Zu dem Bereich Ermächtigungsgrundlage. Herr Wolpert, Sie haben gesagt, das wäre sozusagen mit dem Vorschlaghammer gemacht. Es ist ein kleiner Bereich. In der Beschlussempfehlung steht: „Gebietsänderungen von Gemeinden innerhalb eines Amtsgerichtsbezirkes“. Ich habe es mir noch einmal herausgeschrieben. Das sind Marginalien, die passieren, die letztlich nur homöopathische Dosen aus der Kompetenz des Parlaments nehmen. Ich glaube, im Interesse eines relativ guten und schnellen Ablaufs, auch um Festigkeit in den Justizstrukturen zu haben, kann man damit sehr gut leben.

Ich sehe auch nicht das Recht des gesetzlichen Richters verletzt. Das wäre dann der Fall, wenn wir jede Änderung im Wege einer Verordnungsermächtigung in die Hände von Frau Kolb gelegt hätten. Das wäre sicherlich ein Verstoß gegen das Grundgesetz gewesen.

Insofern sage ich an dieser Stelle zu Ihrem Änderungsantrag: Die Botschaft verstehen wir. Aber unsere Bedenken sind nicht so schwerwiegend, dass wir dem Änderungsantrag zustimmen müssten. Wir werden den Änderungsantrag ablehnen.

Die anderen Punkte sind gesagt worden, sowohl von meinem Partner Herrn Brachmann als auch von Ministerin Frau Kolb. Gerichtsbezirke müssen an die Landkreisgrenzen angepasst werden. Tun wir das nicht, dann haben wir ab dem 1. Juli 2007 keine funktionstüchtige Justiz mehr.

=-=-=-=-=

[Arbeitsauftrag]:
Setze die Rede über die Anpassung der Gerichtsbezirke bitte im Anschluss an ihren letzten Satz fort. Die Datensätze stehen in keinem Zusammenhang mit der Rede über die Anpassung der Gerichtsbezirke.

Datenauszüge
=-=-=-=-=

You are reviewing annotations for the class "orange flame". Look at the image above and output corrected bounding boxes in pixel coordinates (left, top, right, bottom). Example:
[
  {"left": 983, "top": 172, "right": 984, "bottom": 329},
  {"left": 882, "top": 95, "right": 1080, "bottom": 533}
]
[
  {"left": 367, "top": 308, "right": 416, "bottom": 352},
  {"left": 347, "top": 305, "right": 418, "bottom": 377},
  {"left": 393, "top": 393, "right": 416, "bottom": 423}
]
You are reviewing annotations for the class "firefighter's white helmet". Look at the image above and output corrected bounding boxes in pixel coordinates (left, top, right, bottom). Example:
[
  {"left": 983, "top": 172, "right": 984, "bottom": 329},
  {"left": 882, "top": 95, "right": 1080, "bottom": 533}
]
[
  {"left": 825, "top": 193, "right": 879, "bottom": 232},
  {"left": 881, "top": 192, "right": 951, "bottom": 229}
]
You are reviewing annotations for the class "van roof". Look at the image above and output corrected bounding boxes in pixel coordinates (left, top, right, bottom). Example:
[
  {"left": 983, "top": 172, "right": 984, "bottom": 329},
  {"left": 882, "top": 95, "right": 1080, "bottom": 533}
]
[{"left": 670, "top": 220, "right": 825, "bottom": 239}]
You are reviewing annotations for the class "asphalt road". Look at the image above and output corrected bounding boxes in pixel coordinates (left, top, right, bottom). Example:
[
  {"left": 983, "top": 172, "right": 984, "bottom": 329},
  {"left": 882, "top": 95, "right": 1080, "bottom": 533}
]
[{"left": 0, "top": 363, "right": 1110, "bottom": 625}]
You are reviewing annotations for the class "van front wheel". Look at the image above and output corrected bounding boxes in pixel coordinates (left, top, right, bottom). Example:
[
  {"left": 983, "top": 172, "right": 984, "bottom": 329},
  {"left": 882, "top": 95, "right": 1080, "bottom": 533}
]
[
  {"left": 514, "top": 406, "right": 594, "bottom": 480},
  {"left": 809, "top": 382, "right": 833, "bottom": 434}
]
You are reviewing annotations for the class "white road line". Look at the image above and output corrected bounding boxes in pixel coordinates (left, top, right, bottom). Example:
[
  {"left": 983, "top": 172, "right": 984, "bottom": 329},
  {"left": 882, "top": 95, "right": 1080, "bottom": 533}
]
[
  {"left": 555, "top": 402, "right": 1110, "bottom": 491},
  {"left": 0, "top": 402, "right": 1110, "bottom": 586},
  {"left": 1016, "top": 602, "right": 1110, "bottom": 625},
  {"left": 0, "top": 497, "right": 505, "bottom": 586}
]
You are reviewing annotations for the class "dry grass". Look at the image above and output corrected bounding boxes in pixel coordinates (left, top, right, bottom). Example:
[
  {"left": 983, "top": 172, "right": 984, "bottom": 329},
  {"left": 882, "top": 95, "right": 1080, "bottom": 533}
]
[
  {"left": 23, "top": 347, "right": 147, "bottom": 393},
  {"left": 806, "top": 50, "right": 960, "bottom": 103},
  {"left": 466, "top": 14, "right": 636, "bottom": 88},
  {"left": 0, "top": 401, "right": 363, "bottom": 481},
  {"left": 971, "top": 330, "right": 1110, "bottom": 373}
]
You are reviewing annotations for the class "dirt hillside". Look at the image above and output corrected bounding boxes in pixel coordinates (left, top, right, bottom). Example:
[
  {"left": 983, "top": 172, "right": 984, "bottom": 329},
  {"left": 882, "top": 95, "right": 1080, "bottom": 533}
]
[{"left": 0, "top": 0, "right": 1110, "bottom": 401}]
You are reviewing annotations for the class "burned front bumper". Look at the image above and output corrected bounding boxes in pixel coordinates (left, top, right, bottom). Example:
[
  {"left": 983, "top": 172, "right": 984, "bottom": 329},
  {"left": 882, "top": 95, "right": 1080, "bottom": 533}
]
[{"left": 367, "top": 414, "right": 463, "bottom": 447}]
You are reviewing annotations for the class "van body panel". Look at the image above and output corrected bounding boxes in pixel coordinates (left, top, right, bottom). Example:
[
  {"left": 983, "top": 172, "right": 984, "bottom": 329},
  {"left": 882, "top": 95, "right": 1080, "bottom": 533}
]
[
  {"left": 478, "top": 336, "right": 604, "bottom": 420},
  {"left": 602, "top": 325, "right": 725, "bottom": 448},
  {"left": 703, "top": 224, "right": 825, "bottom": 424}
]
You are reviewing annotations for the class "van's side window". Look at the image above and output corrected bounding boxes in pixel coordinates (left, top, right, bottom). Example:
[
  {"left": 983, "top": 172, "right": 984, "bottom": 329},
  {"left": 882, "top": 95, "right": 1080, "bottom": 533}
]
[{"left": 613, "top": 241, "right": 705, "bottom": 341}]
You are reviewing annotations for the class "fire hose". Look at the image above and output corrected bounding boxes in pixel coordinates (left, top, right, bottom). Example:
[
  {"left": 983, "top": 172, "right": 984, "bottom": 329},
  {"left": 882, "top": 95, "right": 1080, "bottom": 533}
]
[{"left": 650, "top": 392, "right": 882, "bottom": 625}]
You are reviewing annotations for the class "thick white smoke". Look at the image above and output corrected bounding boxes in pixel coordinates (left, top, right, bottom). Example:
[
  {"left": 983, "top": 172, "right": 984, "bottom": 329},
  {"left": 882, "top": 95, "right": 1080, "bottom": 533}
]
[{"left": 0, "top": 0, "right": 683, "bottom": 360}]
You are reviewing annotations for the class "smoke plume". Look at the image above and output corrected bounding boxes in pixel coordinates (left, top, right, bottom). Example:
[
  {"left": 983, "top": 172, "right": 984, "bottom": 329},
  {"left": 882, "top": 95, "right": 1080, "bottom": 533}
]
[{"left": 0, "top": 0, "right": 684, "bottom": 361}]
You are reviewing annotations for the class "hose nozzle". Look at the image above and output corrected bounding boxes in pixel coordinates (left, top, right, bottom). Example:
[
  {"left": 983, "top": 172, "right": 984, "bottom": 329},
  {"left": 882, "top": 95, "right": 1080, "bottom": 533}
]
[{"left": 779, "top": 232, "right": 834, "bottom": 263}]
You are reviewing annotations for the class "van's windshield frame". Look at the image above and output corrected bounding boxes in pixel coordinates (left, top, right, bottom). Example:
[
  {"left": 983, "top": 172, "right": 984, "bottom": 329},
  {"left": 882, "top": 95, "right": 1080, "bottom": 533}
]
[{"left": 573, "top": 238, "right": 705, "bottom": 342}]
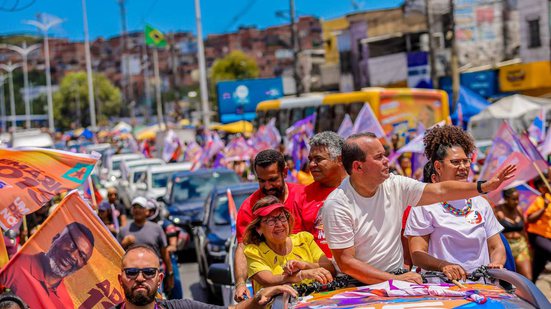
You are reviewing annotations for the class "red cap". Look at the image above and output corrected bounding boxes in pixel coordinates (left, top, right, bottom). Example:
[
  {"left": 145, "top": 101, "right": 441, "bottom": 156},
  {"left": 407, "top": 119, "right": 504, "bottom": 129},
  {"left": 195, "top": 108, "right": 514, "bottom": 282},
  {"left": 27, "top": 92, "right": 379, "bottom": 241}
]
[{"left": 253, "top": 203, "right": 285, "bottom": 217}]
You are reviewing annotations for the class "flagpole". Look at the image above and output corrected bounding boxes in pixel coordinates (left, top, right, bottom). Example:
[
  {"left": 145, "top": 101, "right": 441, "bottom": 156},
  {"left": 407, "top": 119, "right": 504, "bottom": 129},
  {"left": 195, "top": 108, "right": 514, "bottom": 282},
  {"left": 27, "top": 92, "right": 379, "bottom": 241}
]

=-=-=-=-=

[Antwort zur Aufgabe]:
Die Einräumigkeit der Verwaltung wurde grundsätzlich beachtet. Die Ausnahmen, Zerbst, sind beschrieben worden: Kostengründe. Hätten wir das nicht gemacht, hätten Sie als Opposition heute reflexartig genau über

die Kosten geredet. Insofern war das für Sie eine charmante Gelegenheit. Sie konnten so oder so schimpfen. Dafür habe ich Verständnis, Herr Wolpert.

(Herr Wolpert, FDP: Hätten Sie das nicht gemacht?)

In Bezug auf Halle, denke ich, ist es eine Frage der Bürgernähe, was den Bürgern zugemutet werden soll, wie weit sie fahren sollen. Auch diesbezüglich ist mit Augenmaß, eben mit der Laubsäge gearbeitet worden. Ich denke, wir beschließen hiermit ein gutes Gesetz.

An der einen Stelle muss ich, ohne meinem Kollegen Herrn Brachmann abweichend in die Parade fahren zu wollen, allerdings sagen: Richtig ist, dass wir mit dem Koalitionspartner die Justiz nach 16 Jahren reformieren wollen. Das hängt mit der demografischen Entwicklung, mit Kostenstrukturen und auch damit zusammen, wie wir Justiz künftig organisieren werden. Natürlich spielt dabei auch dieses Gesetz in gewisser Weise ein Rolle. Das muss man auch gar nicht verleugnen.

Wir werden die zweite Stufe machen. Wir werden den Gesetzentwurf im Mai einbringen und in erster Lesung beraten. Dann werden wir das vernünftig diskutieren. Dann wird es Streit ähnlich wie bei den Finanzämtern geben, weil der eine oder andere Standort auf der Strecke bleiben wird, und der Lokalmatador wird sagen, dass er das gar nicht lustig findet. Ich habe in meiner zweiten Legislaturperiode mittlerweile gelernt, dass das Geschäft so läuft. Wir werden das aber mit Augenmaß machen und wir müssen über bestimmte Dinge nachdenken. Heute ist aber nicht der Zeitpunkt, um darüber zu reden.

Ich bitte um Zustimmung zu dem vorliegenden Gesetzentwurf und um Ablehnung des Änderungsantrages der FDP.

(Zustimmung bei der CDU)

Herr Stahlknecht, es gibt eine Nachfrage von Herrn Wolpert. Möchten Sie diese beantworten?

Gern. Alles andere hätte mich gewundert.

Sie beantworten sie. - Bitte schön, Herr Wolpert, Ihre Frage.

Herr Wolpert (FDP)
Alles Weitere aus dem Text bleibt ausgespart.